** Direction **
Recast the rows below as a JSON list of strings, one string per line, skipping blank lines. Leave the pictures out of the answer.

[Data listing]
-------------------------

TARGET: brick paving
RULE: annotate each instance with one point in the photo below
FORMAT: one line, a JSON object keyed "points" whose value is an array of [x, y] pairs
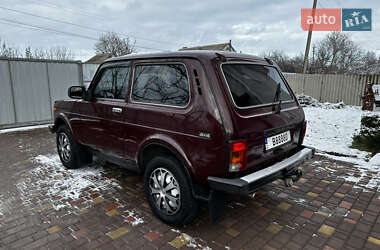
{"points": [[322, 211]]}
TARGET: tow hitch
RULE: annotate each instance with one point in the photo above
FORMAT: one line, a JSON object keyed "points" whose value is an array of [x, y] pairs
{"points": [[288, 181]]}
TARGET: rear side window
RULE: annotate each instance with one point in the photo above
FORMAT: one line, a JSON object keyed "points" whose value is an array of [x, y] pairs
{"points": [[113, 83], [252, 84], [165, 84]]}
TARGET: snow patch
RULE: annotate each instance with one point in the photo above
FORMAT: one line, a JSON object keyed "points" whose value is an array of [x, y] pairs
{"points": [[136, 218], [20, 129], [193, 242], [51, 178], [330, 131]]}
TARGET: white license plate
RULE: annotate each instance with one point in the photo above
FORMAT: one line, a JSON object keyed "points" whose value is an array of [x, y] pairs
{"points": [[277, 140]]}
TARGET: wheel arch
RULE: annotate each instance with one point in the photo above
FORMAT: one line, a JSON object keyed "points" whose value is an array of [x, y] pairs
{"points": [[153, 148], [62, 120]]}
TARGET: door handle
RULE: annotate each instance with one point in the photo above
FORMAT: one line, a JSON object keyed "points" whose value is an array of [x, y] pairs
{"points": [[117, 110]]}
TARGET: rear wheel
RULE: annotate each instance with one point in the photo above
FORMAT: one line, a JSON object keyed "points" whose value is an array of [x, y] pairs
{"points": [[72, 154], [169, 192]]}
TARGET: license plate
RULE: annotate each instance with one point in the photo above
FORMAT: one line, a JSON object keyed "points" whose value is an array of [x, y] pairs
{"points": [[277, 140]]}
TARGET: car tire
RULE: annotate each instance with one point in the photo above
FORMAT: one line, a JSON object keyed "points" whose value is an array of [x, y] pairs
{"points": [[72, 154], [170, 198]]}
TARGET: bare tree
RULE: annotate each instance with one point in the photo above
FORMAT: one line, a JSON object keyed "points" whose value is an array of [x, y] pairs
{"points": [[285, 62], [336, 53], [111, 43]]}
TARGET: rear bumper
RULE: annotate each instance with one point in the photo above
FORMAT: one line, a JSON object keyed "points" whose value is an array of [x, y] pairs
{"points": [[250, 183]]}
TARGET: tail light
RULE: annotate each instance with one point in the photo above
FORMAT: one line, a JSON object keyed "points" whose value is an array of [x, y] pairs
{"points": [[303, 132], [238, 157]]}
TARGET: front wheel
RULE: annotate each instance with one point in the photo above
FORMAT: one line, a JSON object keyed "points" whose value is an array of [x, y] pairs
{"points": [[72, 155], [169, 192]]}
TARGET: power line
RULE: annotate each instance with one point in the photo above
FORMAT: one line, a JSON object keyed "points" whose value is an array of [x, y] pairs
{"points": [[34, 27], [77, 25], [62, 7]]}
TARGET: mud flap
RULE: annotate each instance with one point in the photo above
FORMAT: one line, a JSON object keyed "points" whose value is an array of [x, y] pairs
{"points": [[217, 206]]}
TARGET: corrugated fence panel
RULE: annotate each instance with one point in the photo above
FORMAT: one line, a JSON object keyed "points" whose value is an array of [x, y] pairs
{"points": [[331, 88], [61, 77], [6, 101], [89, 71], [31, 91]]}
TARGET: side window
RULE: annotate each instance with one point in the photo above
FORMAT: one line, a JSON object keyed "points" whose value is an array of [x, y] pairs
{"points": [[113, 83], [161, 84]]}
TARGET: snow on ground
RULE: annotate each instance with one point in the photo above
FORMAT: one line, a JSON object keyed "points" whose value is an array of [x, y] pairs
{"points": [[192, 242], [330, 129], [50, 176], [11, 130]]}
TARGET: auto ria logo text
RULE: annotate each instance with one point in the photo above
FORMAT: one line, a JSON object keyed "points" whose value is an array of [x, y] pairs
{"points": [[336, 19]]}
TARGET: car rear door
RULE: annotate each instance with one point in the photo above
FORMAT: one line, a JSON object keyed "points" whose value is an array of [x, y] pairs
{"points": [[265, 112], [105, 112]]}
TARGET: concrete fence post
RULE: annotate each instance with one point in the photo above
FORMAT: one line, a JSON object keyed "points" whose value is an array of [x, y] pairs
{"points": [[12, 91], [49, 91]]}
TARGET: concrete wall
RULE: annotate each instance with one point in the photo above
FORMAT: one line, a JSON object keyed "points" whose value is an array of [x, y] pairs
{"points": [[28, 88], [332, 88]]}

-------------------------

** Response to the task **
[
  "TARGET: brick paving",
  "RULE: annotate each instance with one point in the photo below",
  "FORMAT: one line, a JSON object keyed \"points\" whose value is an array of [x, y] pairs",
  "{\"points\": [[322, 211]]}",
  "TARGET: tow hitch",
  "RULE: annotate each instance with one point in the photo above",
  "FORMAT: one line, a JSON object keyed \"points\" whose value is an array of [x, y] pairs",
  "{\"points\": [[288, 181]]}",
  "TARGET: rear side window",
  "RULE: annotate each instance with one point in the photo above",
  "FORMAT: one line, a JSON object keyed \"points\" whose value is an array of [x, y] pairs",
  "{\"points\": [[113, 83], [252, 84], [165, 84]]}",
  "TARGET: snow patch",
  "RULE: annotate each instance with one point in the photo above",
  "FORMAT: one line, a JSON object keyed \"points\" whose value is an array of [x, y] pairs",
  "{\"points\": [[136, 218], [20, 129], [193, 242], [51, 178], [330, 131]]}",
  "TARGET: white license plate",
  "RULE: annotate each instance with one point in the photo above",
  "FORMAT: one line, a JSON object keyed \"points\" whose value is an array of [x, y] pairs",
  "{\"points\": [[277, 140]]}",
  "TARGET: wheel arch",
  "RULE: annotate each instance with one point in the photo above",
  "FORMAT: one line, a JSON object keyed \"points\" whose value is an array of [x, y] pairs",
  "{\"points\": [[153, 148], [62, 120]]}",
  "TARGET: door handle",
  "RULE: annotate each instance with one point in the photo above",
  "FORMAT: one line, a JSON object keyed \"points\" whose value is an array of [x, y] pairs",
  "{\"points\": [[117, 110]]}",
  "TARGET: rear wheel",
  "RULE: annotate each instance with one point in the photo above",
  "FORMAT: one line, a JSON object keyed \"points\" whose value is an array of [x, y] pairs",
  "{\"points\": [[72, 154], [169, 192]]}",
  "TARGET: license plate",
  "RULE: annotate each instance with one point in the photo above",
  "FORMAT: one line, a JSON object keyed \"points\" whose value is an array of [x, y] pairs",
  "{\"points\": [[277, 140]]}",
  "TARGET: car tire",
  "RULE: annotate each instance with one point in the photo above",
  "FORMAT: one line, a JSON object keyed \"points\" whose value is an array of [x, y] pairs",
  "{\"points\": [[72, 154], [170, 198]]}",
  "TARGET: bare tree",
  "RULE: annotate each instance with one point in the photo above",
  "FORMAT: one line, a JSON object keyed \"points\" whose value is an array of [x, y] pairs",
  "{\"points\": [[285, 62], [336, 53], [111, 43]]}",
  "TARGET: rear bumper",
  "RULE: annotate each instance with one point in the photo above",
  "FORMAT: one line, a JSON object keyed \"points\" whose value is an array of [x, y] pairs",
  "{\"points\": [[250, 183]]}",
  "TARGET: tail light",
  "RULE: annotate each instance with one point in the photo above",
  "FORMAT: one line, a JSON object keyed \"points\" whose value is an array of [x, y] pairs",
  "{\"points\": [[303, 132], [238, 157]]}",
  "TARGET: front wheel",
  "RULE: annotate each instance with one point in the photo above",
  "FORMAT: one line, a JSON object keyed \"points\" whose value is an array of [x, y] pairs",
  "{\"points\": [[72, 155], [169, 192]]}",
  "TARGET: power line",
  "RULE: annotate each instance with one point in the photo above",
  "FORMAT: one line, a JSON object keyed \"points\" whose value is an array of [x, y] pairs",
  "{\"points\": [[34, 27], [77, 25], [62, 7]]}",
  "TARGET: mud flap",
  "RULE: annotate each instance with one point in the photo above",
  "FORMAT: one line, a JSON object keyed \"points\" whose value is an array of [x, y] pairs",
  "{\"points\": [[217, 206]]}",
  "TARGET: corrugated fence panel",
  "RULE: annotate each instance with one point in the photo above",
  "FORMAT: one line, a JSON object keyed \"points\" whose value is an array of [x, y] pairs",
  "{\"points\": [[331, 88], [61, 77], [6, 101], [89, 71], [31, 91]]}",
  "TARGET: side window",
  "RULE: annotate each instance with one point in the photo above",
  "FORMAT: one line, a JSON object keyed \"points\" whose value is an array of [x, y] pairs",
  "{\"points\": [[113, 83], [161, 84]]}",
  "TARGET: snow on ground",
  "RULE: annotate each instance with one point in the photo above",
  "FORMAT: one line, a JSON object keyed \"points\" whose value is an array of [x, y] pairs",
  "{\"points\": [[192, 242], [330, 129], [50, 176], [11, 130]]}",
  "TARGET: auto ria logo text",
  "RULE: annotate each instance with one point in the photo above",
  "FORMAT: one line, a JSON object keyed \"points\" whose value is an array of [x, y] pairs",
  "{\"points\": [[336, 19]]}",
  "TARGET: car rear door",
  "RULE: annotate each instance with one point in the photo above",
  "FORMAT: one line, a JSON object keyed \"points\" whose value is an array of [x, y] pairs",
  "{\"points\": [[265, 112], [105, 112]]}",
  "TARGET: concrete fence post",
  "RULE: annotate each instance with one point in the photo above",
  "FORMAT: one line, a JSON object keyed \"points\" whose value is an array of [x, y] pairs",
  "{\"points\": [[12, 91], [49, 91]]}",
  "TARGET: concrete wall",
  "RULE: annotate each instance with one point in the photo above",
  "FORMAT: one line, a JSON object keyed \"points\" whose value is an array of [x, y] pairs",
  "{\"points\": [[28, 88], [332, 88]]}"
]